(Requirement 1): In the code listing, what file name is assigned to MODEL_PATH?
(Requirement 2): Set down the part of the code listing between "tokens = [token.strip().encode('utf-8')" and "tags.append((token,'B-S'))", inclusive, word for word.

In [2]:
RAW_DATA_PATH = 'raw.dat'
TRAIN_DATA_PATH = 'train.dat'
MODEL_PATH = 'model.dat'

In [3]:
tempate = '''# Unigram
U00:%x[-2,0]
U01:%x[-1,0]
U02:%x[0,0]
U03:%x[1,0]
U04:%x[2,0]
U05:%x[-1,0]/%x[0,0]
U06:%x[0,0]/%x[1,0]
'''

In [4]:
with open('template','w') as fp:
     fp.write(tempate)

In [17]:
with open(RAW_DATA_PATH, 'r') as raw_fp:
    with open(TRAIN_DATA_PATH, 'w') as train_fp:
        for idx, line in enumerate(raw_fp.xreadlines()):
            if not line or len(line.strip()) < 2:
                continue
            else:
                line = line.decode('utf-8')

            tokens = [token.strip().encode('utf-8') for token in line]
            tokens_count = len(tokens)

            tags = []
            for idx, token in enumerate(tokens):
                if not token:
                    continue
                if idx < tokens_count - 1:
                    if not tokens[idx+1]:
                        tags.append((token,'B-S'))
                        continue
                if idx > 0:
                    if 'W' in tags[-1][1]:
                        tags.append((token,'I-W'))

(Material shown):
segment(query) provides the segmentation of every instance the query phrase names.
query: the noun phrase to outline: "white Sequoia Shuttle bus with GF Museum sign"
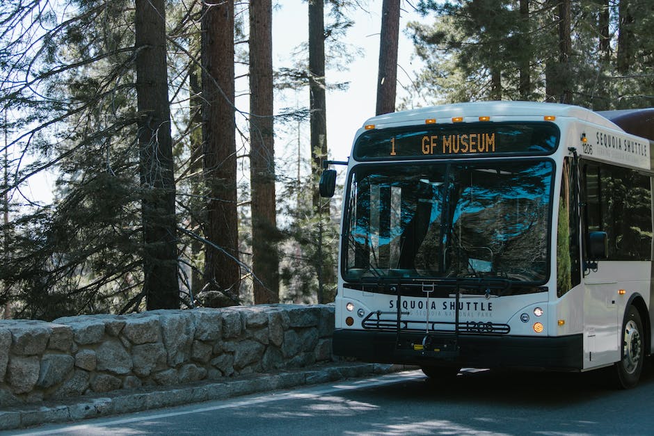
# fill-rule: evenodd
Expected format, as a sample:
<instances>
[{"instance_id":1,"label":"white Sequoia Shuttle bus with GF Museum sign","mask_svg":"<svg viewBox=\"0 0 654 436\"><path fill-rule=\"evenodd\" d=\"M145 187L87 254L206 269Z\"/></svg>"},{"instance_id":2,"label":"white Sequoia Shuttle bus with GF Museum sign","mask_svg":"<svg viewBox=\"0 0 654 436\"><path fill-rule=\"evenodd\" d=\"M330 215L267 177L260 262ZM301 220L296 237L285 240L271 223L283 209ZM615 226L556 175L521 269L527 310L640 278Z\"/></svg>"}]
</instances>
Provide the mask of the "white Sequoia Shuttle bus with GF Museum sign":
<instances>
[{"instance_id":1,"label":"white Sequoia Shuttle bus with GF Museum sign","mask_svg":"<svg viewBox=\"0 0 654 436\"><path fill-rule=\"evenodd\" d=\"M346 162L334 353L432 378L614 366L635 386L653 350L653 129L654 109L533 102L367 120Z\"/></svg>"}]
</instances>

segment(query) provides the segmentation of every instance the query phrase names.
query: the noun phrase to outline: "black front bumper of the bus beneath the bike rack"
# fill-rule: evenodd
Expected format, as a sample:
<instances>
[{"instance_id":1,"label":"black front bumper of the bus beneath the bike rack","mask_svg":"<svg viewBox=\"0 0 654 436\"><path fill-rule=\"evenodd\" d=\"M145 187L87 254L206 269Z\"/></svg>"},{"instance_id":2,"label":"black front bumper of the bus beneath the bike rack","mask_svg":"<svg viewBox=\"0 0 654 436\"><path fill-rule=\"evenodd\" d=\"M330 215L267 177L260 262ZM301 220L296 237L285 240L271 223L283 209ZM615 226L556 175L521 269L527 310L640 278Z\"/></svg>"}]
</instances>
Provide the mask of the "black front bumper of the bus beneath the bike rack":
<instances>
[{"instance_id":1,"label":"black front bumper of the bus beneath the bike rack","mask_svg":"<svg viewBox=\"0 0 654 436\"><path fill-rule=\"evenodd\" d=\"M583 368L583 336L520 337L484 334L430 334L337 329L335 355L366 362L443 365L468 368L534 368L579 371ZM420 349L422 348L422 349ZM437 350L437 351L434 351Z\"/></svg>"}]
</instances>

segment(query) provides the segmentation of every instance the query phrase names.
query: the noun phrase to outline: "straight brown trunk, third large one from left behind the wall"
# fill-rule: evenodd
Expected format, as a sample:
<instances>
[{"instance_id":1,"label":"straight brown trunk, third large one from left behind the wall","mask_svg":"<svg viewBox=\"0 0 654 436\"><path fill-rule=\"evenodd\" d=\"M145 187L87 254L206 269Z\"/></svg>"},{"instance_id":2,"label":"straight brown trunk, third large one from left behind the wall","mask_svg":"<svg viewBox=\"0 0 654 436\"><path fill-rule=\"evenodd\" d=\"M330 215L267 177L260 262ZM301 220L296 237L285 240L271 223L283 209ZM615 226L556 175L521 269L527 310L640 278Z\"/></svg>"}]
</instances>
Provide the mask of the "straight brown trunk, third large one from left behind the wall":
<instances>
[{"instance_id":1,"label":"straight brown trunk, third large one from left behind the wall","mask_svg":"<svg viewBox=\"0 0 654 436\"><path fill-rule=\"evenodd\" d=\"M279 302L271 0L250 0L250 186L255 304Z\"/></svg>"}]
</instances>

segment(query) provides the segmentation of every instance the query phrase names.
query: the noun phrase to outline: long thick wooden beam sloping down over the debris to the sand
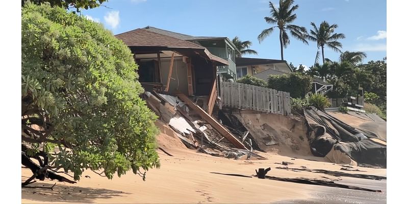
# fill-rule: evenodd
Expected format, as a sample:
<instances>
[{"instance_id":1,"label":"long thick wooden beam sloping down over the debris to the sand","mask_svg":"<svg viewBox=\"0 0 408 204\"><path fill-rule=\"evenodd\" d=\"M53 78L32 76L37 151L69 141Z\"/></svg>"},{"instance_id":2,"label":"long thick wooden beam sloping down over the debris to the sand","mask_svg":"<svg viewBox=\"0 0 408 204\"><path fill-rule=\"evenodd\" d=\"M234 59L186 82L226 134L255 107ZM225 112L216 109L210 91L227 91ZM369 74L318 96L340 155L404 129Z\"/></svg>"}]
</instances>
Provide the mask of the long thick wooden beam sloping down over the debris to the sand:
<instances>
[{"instance_id":1,"label":"long thick wooden beam sloping down over the debris to the sand","mask_svg":"<svg viewBox=\"0 0 408 204\"><path fill-rule=\"evenodd\" d=\"M248 150L244 144L242 144L237 138L234 137L234 135L230 133L230 131L226 130L224 126L222 126L220 123L217 122L217 120L211 117L207 112L202 110L199 106L194 104L193 101L190 100L190 98L188 98L183 93L177 93L176 95L179 96L179 98L183 100L184 103L186 103L190 108L196 111L202 117L202 119L210 123L210 125L213 126L214 129L217 130L222 136L224 136L228 141L234 144L235 147Z\"/></svg>"}]
</instances>

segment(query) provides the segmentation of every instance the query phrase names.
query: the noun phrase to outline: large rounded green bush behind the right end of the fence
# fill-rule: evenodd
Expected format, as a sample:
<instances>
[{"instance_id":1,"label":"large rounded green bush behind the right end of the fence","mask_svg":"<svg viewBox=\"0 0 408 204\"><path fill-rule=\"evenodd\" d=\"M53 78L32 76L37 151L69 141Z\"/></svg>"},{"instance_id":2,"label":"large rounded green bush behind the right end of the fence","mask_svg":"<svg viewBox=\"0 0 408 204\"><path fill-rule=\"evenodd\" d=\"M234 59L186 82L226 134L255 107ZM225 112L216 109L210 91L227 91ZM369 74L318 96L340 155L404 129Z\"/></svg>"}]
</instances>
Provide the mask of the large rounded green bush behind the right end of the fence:
<instances>
[{"instance_id":1,"label":"large rounded green bush behind the right end of the fence","mask_svg":"<svg viewBox=\"0 0 408 204\"><path fill-rule=\"evenodd\" d=\"M312 89L312 78L295 72L283 75L270 75L268 88L289 92L292 98L304 98Z\"/></svg>"}]
</instances>

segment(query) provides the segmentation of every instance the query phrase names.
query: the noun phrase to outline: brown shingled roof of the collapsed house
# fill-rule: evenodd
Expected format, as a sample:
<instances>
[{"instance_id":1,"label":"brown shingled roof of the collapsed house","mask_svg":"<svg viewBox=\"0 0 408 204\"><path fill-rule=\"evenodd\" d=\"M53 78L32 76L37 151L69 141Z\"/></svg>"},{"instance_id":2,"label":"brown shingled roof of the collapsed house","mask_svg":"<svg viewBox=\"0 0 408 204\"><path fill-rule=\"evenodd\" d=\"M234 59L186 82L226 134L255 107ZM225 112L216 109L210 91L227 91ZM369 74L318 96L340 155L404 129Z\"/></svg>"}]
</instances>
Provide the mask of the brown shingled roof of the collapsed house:
<instances>
[{"instance_id":1,"label":"brown shingled roof of the collapsed house","mask_svg":"<svg viewBox=\"0 0 408 204\"><path fill-rule=\"evenodd\" d=\"M115 35L122 40L127 46L151 46L151 47L174 47L174 48L199 48L205 47L198 44L181 40L175 37L150 32L145 29L136 29Z\"/></svg>"}]
</instances>

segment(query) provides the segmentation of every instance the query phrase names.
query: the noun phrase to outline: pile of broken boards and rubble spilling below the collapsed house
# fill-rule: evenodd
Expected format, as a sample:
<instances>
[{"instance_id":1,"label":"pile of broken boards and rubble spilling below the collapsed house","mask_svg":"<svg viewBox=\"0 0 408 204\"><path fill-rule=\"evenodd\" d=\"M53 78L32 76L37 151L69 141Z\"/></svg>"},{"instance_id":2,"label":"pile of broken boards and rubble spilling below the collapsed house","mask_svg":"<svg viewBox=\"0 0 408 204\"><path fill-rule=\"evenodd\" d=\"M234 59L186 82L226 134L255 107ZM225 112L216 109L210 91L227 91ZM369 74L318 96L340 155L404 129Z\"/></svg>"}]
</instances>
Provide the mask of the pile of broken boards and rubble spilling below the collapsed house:
<instances>
[{"instance_id":1,"label":"pile of broken boards and rubble spilling below the collapsed house","mask_svg":"<svg viewBox=\"0 0 408 204\"><path fill-rule=\"evenodd\" d=\"M177 96L145 92L147 106L168 124L190 149L237 160L266 159L255 152L248 132L233 134L184 94ZM238 134L237 134L238 133Z\"/></svg>"}]
</instances>

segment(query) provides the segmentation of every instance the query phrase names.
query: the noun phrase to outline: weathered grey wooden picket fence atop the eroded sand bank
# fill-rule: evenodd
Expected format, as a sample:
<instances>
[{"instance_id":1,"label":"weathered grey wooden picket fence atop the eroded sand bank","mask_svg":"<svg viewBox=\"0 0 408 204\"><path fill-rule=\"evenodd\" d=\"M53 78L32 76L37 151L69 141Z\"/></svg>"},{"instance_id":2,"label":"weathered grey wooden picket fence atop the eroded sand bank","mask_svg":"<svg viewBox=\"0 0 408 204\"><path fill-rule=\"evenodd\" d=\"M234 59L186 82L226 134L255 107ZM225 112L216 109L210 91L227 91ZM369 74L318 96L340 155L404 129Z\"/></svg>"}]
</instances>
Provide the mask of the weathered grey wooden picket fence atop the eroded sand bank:
<instances>
[{"instance_id":1,"label":"weathered grey wooden picket fence atop the eroded sand bank","mask_svg":"<svg viewBox=\"0 0 408 204\"><path fill-rule=\"evenodd\" d=\"M220 91L220 108L250 109L282 115L291 113L288 92L235 82L221 82Z\"/></svg>"}]
</instances>

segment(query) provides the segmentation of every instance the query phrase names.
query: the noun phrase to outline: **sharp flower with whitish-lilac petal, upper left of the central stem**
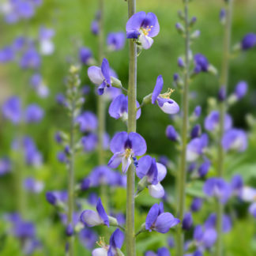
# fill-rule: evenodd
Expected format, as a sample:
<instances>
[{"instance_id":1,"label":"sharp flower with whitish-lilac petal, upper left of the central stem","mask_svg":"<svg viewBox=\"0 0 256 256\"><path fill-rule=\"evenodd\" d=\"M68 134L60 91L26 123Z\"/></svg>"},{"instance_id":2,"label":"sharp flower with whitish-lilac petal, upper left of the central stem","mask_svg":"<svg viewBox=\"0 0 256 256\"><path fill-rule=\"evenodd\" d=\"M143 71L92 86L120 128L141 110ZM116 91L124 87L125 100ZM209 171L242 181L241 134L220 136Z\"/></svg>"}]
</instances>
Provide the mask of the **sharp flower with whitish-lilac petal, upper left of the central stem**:
<instances>
[{"instance_id":1,"label":"sharp flower with whitish-lilac petal, upper left of the central stem","mask_svg":"<svg viewBox=\"0 0 256 256\"><path fill-rule=\"evenodd\" d=\"M88 77L93 84L98 86L98 94L104 93L104 88L111 86L111 69L107 58L104 58L101 67L90 66L88 68Z\"/></svg>"}]
</instances>

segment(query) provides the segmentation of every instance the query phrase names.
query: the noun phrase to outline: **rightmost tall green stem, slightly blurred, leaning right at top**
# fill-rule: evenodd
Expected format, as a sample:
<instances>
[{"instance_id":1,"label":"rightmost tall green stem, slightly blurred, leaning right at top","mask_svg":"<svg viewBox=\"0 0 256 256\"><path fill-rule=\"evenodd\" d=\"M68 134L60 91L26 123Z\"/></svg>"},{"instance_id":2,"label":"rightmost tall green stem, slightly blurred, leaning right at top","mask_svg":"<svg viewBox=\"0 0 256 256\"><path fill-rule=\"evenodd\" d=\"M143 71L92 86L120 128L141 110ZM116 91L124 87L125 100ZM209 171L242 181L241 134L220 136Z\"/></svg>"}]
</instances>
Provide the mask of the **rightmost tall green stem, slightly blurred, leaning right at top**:
<instances>
[{"instance_id":1,"label":"rightmost tall green stem, slightly blurred, leaning right at top","mask_svg":"<svg viewBox=\"0 0 256 256\"><path fill-rule=\"evenodd\" d=\"M228 88L228 71L229 71L229 57L230 57L230 44L232 36L232 5L233 0L228 1L226 11L226 23L224 26L224 45L223 45L223 59L222 69L220 76L220 88L227 91ZM217 175L223 177L224 175L224 149L221 145L221 139L224 134L224 117L226 115L226 102L225 100L220 103L220 132L218 141L218 158L217 158ZM217 202L217 241L216 241L216 256L222 255L222 218L223 218L223 205L220 201Z\"/></svg>"}]
</instances>

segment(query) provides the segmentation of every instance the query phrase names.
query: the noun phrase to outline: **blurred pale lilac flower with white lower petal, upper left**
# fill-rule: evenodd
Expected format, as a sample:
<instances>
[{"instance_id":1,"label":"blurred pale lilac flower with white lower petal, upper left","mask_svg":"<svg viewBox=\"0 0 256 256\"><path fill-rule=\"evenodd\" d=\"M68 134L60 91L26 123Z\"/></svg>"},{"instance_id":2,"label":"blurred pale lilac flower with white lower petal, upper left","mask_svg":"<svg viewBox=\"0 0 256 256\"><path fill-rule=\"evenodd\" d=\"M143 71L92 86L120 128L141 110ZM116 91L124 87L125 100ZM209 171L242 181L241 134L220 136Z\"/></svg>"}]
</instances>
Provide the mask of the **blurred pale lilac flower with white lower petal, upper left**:
<instances>
[{"instance_id":1,"label":"blurred pale lilac flower with white lower petal, upper left","mask_svg":"<svg viewBox=\"0 0 256 256\"><path fill-rule=\"evenodd\" d=\"M40 28L39 41L40 41L40 53L42 55L52 55L55 51L55 44L51 38L55 36L55 31L51 28Z\"/></svg>"}]
</instances>

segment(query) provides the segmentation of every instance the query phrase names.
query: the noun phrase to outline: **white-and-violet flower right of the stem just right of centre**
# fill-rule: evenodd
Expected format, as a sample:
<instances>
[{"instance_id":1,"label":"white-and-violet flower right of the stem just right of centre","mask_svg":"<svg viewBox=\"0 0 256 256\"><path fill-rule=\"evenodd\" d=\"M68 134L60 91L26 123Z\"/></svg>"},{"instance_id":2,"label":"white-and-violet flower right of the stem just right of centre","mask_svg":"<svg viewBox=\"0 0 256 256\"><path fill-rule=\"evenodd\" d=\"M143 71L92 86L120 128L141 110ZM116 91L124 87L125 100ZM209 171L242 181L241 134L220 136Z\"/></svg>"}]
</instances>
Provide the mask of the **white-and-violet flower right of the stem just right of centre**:
<instances>
[{"instance_id":1,"label":"white-and-violet flower right of the stem just right of centre","mask_svg":"<svg viewBox=\"0 0 256 256\"><path fill-rule=\"evenodd\" d=\"M186 147L186 160L188 162L194 162L194 160L197 160L198 157L203 154L207 145L207 134L201 134L201 137L195 137L192 139Z\"/></svg>"}]
</instances>

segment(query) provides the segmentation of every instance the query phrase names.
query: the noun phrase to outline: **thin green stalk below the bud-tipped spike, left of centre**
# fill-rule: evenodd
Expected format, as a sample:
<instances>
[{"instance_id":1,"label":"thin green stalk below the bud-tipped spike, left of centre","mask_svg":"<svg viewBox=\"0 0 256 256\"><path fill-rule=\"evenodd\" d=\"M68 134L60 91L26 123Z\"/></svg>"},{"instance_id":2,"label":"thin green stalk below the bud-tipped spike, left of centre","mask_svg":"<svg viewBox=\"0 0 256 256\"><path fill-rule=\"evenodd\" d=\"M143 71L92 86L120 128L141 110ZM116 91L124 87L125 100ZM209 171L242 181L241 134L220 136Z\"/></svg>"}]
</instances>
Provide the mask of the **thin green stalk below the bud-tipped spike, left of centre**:
<instances>
[{"instance_id":1,"label":"thin green stalk below the bud-tipped spike, left of centre","mask_svg":"<svg viewBox=\"0 0 256 256\"><path fill-rule=\"evenodd\" d=\"M75 100L71 104L71 118L70 118L70 162L68 170L68 224L73 224L73 206L74 206L74 113L75 113ZM68 255L73 256L73 235L69 238Z\"/></svg>"}]
</instances>

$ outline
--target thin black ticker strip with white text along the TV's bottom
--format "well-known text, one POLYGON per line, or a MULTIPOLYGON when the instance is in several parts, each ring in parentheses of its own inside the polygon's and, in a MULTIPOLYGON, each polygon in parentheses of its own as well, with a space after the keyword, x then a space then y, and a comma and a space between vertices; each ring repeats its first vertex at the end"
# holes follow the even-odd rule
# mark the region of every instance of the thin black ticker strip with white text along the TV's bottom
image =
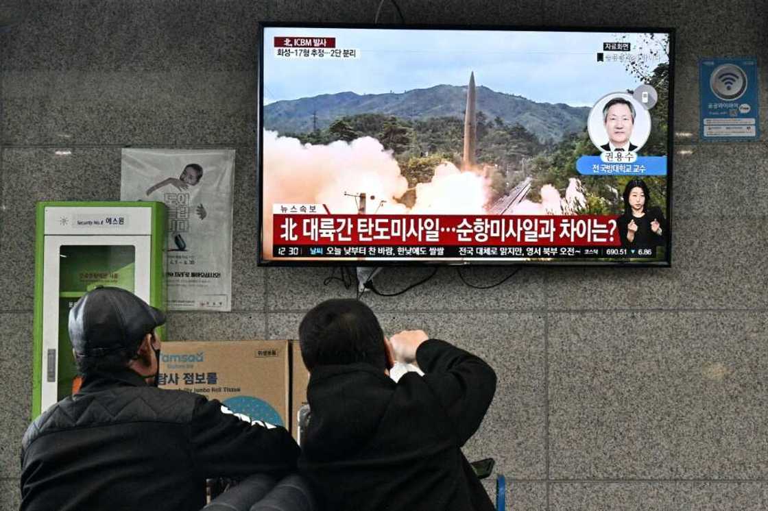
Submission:
POLYGON ((574 246, 349 246, 276 245, 273 257, 302 258, 542 258, 542 259, 655 259, 656 249, 574 246))

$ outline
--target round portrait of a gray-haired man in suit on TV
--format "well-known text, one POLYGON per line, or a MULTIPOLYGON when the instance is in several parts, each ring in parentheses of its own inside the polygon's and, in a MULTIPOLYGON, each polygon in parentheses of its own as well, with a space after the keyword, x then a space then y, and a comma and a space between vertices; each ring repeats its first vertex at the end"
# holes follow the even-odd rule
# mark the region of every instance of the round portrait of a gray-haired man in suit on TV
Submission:
POLYGON ((601 151, 637 152, 650 135, 650 114, 631 94, 611 92, 590 110, 587 131, 601 151))

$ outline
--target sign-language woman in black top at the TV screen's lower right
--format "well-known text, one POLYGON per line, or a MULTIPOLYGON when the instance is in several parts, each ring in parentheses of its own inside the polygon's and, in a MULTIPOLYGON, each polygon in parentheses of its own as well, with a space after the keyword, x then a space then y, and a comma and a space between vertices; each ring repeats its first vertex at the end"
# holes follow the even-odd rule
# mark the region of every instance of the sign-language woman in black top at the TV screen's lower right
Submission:
POLYGON ((624 188, 624 215, 617 220, 621 244, 630 249, 650 249, 667 244, 667 221, 658 207, 650 207, 650 192, 643 180, 624 188))

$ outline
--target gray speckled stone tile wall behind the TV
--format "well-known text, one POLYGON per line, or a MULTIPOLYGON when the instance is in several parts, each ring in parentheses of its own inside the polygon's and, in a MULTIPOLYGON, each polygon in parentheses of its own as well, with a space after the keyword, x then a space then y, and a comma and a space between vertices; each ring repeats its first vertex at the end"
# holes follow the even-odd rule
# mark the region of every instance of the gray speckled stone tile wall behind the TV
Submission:
MULTIPOLYGON (((27 16, 0 32, 0 509, 18 508, 30 406, 35 201, 118 199, 124 145, 235 148, 233 312, 174 313, 170 337, 295 337, 307 308, 354 292, 324 269, 256 265, 257 22, 371 22, 379 2, 5 0, 0 19, 13 5, 27 16)), ((704 56, 756 55, 768 104, 765 3, 399 5, 411 23, 677 28, 673 269, 523 269, 488 291, 442 269, 363 299, 388 331, 424 327, 495 366, 467 452, 496 458, 508 509, 768 508, 768 108, 760 143, 700 143, 697 127, 704 56)), ((381 19, 396 21, 389 2, 381 19)))

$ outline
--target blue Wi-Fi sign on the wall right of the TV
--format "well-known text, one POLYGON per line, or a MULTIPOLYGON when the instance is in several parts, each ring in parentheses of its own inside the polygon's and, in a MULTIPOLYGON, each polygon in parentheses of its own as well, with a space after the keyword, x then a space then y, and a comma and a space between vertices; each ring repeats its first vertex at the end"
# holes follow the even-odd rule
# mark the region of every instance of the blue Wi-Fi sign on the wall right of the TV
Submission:
POLYGON ((701 140, 760 138, 756 58, 704 58, 699 62, 701 140))

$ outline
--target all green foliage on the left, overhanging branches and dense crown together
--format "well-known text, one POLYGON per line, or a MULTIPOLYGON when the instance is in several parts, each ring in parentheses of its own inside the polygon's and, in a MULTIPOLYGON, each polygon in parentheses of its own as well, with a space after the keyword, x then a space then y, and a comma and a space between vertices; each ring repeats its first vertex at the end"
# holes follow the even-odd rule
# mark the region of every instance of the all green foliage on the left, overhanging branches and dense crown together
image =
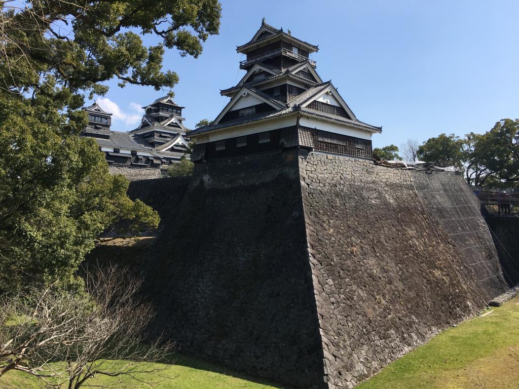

(Task answer 1): model.dat

(Task answer 2):
tokens = [token.strip().encode('utf-8') for token in line]
            tokens_count = len(tokens)

            tags = []
            for idx, token in enumerate(tokens):
                if not token:
                    continue
                if idx < tokens_count - 1:
                    if not tokens[idx+1]:
                        tags.append((token,'B-S'))